··· Data provided ···
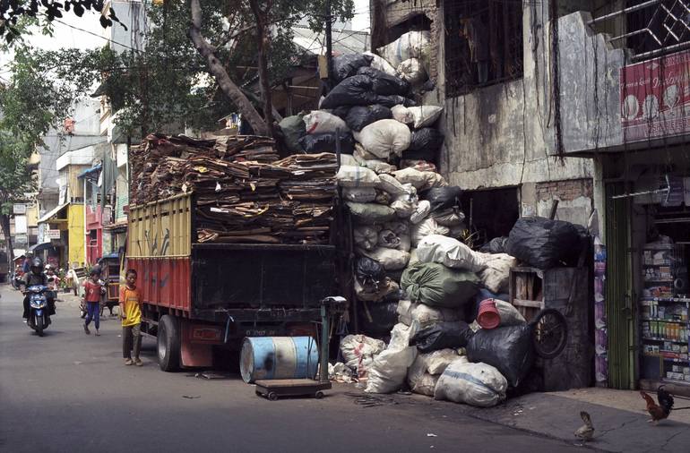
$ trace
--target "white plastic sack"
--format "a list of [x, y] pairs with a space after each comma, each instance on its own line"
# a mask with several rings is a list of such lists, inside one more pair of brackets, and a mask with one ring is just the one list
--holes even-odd
[[376, 189], [385, 191], [393, 197], [405, 194], [402, 184], [391, 175], [379, 175]]
[[388, 159], [391, 155], [400, 157], [410, 147], [412, 132], [405, 124], [392, 119], [375, 121], [358, 132], [355, 140], [377, 158]]
[[357, 161], [354, 156], [341, 154], [341, 165], [358, 166], [359, 162]]
[[417, 326], [396, 324], [391, 332], [391, 343], [379, 354], [369, 367], [367, 393], [392, 393], [402, 387], [408, 368], [417, 357], [417, 347], [410, 346], [410, 338], [417, 333]]
[[378, 234], [378, 245], [387, 249], [400, 248], [400, 237], [391, 230], [383, 229]]
[[375, 187], [380, 183], [373, 170], [358, 166], [341, 166], [335, 179], [341, 187]]
[[348, 335], [341, 341], [341, 354], [345, 364], [364, 377], [374, 357], [385, 349], [385, 343], [364, 335]]
[[387, 46], [378, 47], [378, 55], [393, 67], [410, 58], [427, 58], [431, 43], [429, 31], [409, 31]]
[[[412, 225], [412, 227], [410, 229], [410, 233], [412, 235], [412, 245], [417, 247], [418, 244], [421, 242], [422, 239], [427, 237], [430, 235], [447, 235], [450, 230], [447, 226], [443, 226], [441, 225], [438, 225], [438, 223], [434, 220], [434, 218], [427, 217], [421, 222]], [[418, 251], [418, 257], [419, 256], [419, 252]], [[421, 260], [420, 258], [420, 261]], [[426, 262], [426, 261], [425, 261]]]
[[482, 253], [487, 269], [479, 274], [481, 283], [492, 293], [507, 293], [510, 269], [517, 266], [517, 260], [507, 253]]
[[431, 214], [431, 217], [438, 222], [438, 225], [448, 227], [458, 226], [465, 221], [465, 214], [461, 210], [453, 208], [435, 211]]
[[412, 86], [421, 85], [427, 81], [427, 71], [418, 58], [409, 58], [401, 62], [395, 72], [398, 77], [407, 81]]
[[501, 318], [499, 326], [519, 326], [527, 322], [524, 316], [510, 302], [494, 299], [498, 316]]
[[410, 242], [410, 226], [407, 222], [389, 222], [384, 226], [384, 228], [389, 229], [398, 235], [400, 239], [398, 250], [410, 252], [411, 244]]
[[374, 170], [374, 172], [375, 172], [377, 175], [392, 173], [398, 169], [395, 166], [392, 166], [391, 164], [384, 162], [383, 160], [378, 160], [375, 158], [365, 160], [364, 166], [370, 170]]
[[353, 235], [355, 245], [364, 250], [372, 250], [378, 244], [378, 231], [375, 226], [358, 226]]
[[357, 252], [362, 256], [376, 260], [386, 270], [405, 269], [410, 261], [410, 253], [402, 250], [376, 247], [373, 250], [358, 249]]
[[342, 197], [348, 201], [368, 203], [376, 198], [376, 189], [374, 187], [345, 187]]
[[417, 256], [422, 262], [438, 262], [470, 272], [479, 272], [486, 269], [482, 255], [457, 239], [441, 235], [427, 235], [417, 246]]
[[444, 107], [437, 106], [418, 106], [408, 107], [414, 116], [413, 127], [420, 129], [433, 124], [441, 115]]
[[371, 56], [372, 59], [369, 66], [373, 67], [374, 69], [378, 69], [382, 73], [385, 73], [388, 75], [396, 75], [395, 68], [392, 67], [391, 64], [388, 63], [384, 58], [377, 56], [376, 54], [372, 54], [371, 52], [364, 52], [362, 55]]
[[402, 170], [393, 172], [392, 175], [403, 184], [412, 184], [415, 189], [418, 189], [427, 184], [427, 175], [414, 168], [403, 168]]
[[493, 366], [460, 357], [439, 378], [434, 398], [490, 407], [505, 399], [508, 381]]
[[345, 121], [323, 110], [315, 110], [302, 119], [306, 125], [306, 133], [334, 133], [339, 128], [341, 132], [349, 131]]
[[392, 113], [393, 119], [403, 124], [410, 124], [415, 121], [415, 115], [405, 106], [394, 106], [391, 108], [391, 112]]
[[414, 213], [410, 216], [410, 221], [417, 225], [426, 218], [431, 211], [431, 203], [427, 200], [422, 200], [417, 204]]
[[406, 300], [398, 302], [398, 322], [405, 325], [417, 321], [419, 328], [438, 322], [454, 322], [460, 321], [459, 310], [451, 308], [434, 308], [424, 303], [416, 303]]
[[422, 173], [424, 173], [426, 182], [419, 190], [433, 189], [434, 187], [445, 187], [448, 185], [445, 178], [444, 178], [440, 173], [435, 171], [425, 171]]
···
■ Task brief:
Rewrite the rows above as a numbered list with no blank lines, and leave the pictures out.

■ Full output:
1. $ trace
2. --target "white plastic sack"
3. --format "a list of [x, y] pairs with a space after each comma, each instance on its own line"
4. # a mask with several rings is a list of such lists, inside one more pair of brackets, and a mask with one ring is just the one list
5. --holes even-odd
6. [[376, 189], [385, 191], [393, 197], [405, 194], [402, 184], [391, 175], [379, 175]]
7. [[388, 159], [391, 155], [400, 157], [410, 147], [412, 132], [405, 124], [392, 119], [375, 121], [358, 132], [355, 140], [377, 158]]
8. [[357, 161], [354, 156], [341, 154], [341, 165], [358, 166], [359, 162]]
9. [[417, 326], [396, 324], [391, 332], [391, 343], [379, 354], [369, 367], [367, 393], [392, 393], [402, 387], [408, 368], [417, 357], [417, 347], [410, 346], [410, 338], [417, 333]]
10. [[378, 234], [378, 245], [387, 249], [400, 248], [400, 237], [391, 230], [383, 229]]
11. [[375, 187], [380, 183], [373, 170], [358, 166], [341, 166], [335, 179], [341, 187]]
12. [[348, 335], [341, 341], [341, 354], [345, 364], [364, 377], [374, 357], [385, 349], [385, 343], [364, 335]]
13. [[387, 46], [378, 47], [378, 55], [393, 67], [410, 58], [427, 58], [431, 43], [429, 31], [409, 31]]
14. [[[412, 225], [412, 227], [410, 229], [410, 233], [412, 235], [412, 245], [417, 247], [418, 244], [421, 242], [422, 239], [427, 237], [430, 235], [447, 235], [450, 230], [447, 226], [443, 226], [441, 225], [438, 225], [438, 223], [434, 220], [434, 218], [427, 217], [421, 222]], [[418, 251], [418, 257], [419, 256], [419, 252]], [[421, 260], [420, 258], [420, 261]], [[426, 262], [426, 261], [425, 261]]]
15. [[482, 253], [487, 269], [479, 274], [481, 283], [492, 293], [507, 293], [510, 269], [517, 266], [517, 260], [507, 253]]
16. [[431, 214], [431, 217], [438, 222], [438, 225], [448, 227], [458, 226], [465, 221], [465, 214], [461, 210], [453, 208], [435, 211]]
17. [[412, 86], [421, 85], [427, 81], [427, 71], [418, 58], [409, 58], [401, 62], [395, 72], [398, 77], [407, 81]]
18. [[501, 318], [499, 326], [519, 326], [527, 322], [524, 316], [510, 302], [494, 299], [498, 316]]
19. [[410, 242], [410, 226], [407, 222], [389, 222], [384, 226], [384, 228], [389, 229], [398, 235], [400, 239], [398, 250], [410, 252], [411, 244]]
20. [[374, 170], [374, 172], [375, 172], [377, 175], [392, 173], [398, 169], [395, 166], [392, 166], [391, 164], [384, 162], [383, 160], [378, 160], [375, 158], [365, 160], [364, 166], [370, 170]]
21. [[353, 235], [355, 245], [364, 250], [372, 250], [378, 244], [378, 231], [375, 226], [358, 226]]
22. [[357, 252], [362, 256], [376, 260], [386, 270], [405, 269], [410, 261], [410, 253], [402, 250], [376, 247], [373, 250], [358, 249]]
23. [[342, 197], [348, 201], [368, 203], [376, 198], [376, 189], [374, 187], [345, 187]]
24. [[417, 256], [422, 262], [438, 262], [470, 272], [479, 272], [486, 269], [482, 255], [457, 239], [441, 235], [427, 235], [417, 246]]
25. [[444, 107], [437, 106], [418, 106], [408, 107], [414, 116], [413, 127], [420, 129], [433, 124], [441, 115]]
26. [[371, 56], [372, 59], [369, 66], [373, 67], [374, 69], [378, 69], [382, 73], [385, 73], [388, 75], [396, 75], [395, 68], [392, 67], [391, 64], [388, 63], [384, 58], [377, 56], [376, 54], [372, 54], [371, 52], [364, 52], [362, 55]]
27. [[402, 170], [393, 172], [392, 175], [403, 184], [412, 184], [415, 189], [418, 189], [427, 184], [427, 175], [414, 168], [403, 168]]
28. [[493, 366], [460, 357], [439, 378], [434, 398], [490, 407], [505, 399], [508, 381]]
29. [[345, 121], [323, 110], [315, 110], [302, 119], [306, 125], [306, 133], [334, 133], [339, 128], [341, 132], [349, 131]]
30. [[392, 113], [393, 119], [403, 124], [410, 124], [415, 121], [415, 115], [405, 106], [394, 106], [391, 108], [391, 112]]
31. [[414, 213], [410, 216], [410, 221], [417, 225], [426, 218], [431, 211], [431, 203], [427, 200], [422, 200], [417, 204]]
32. [[406, 300], [398, 302], [398, 322], [405, 325], [417, 321], [419, 328], [438, 322], [454, 322], [460, 321], [459, 310], [451, 308], [434, 308], [424, 303], [416, 303]]
33. [[422, 173], [424, 173], [426, 182], [419, 190], [433, 189], [434, 187], [445, 187], [448, 185], [445, 178], [444, 178], [440, 173], [435, 171], [425, 171]]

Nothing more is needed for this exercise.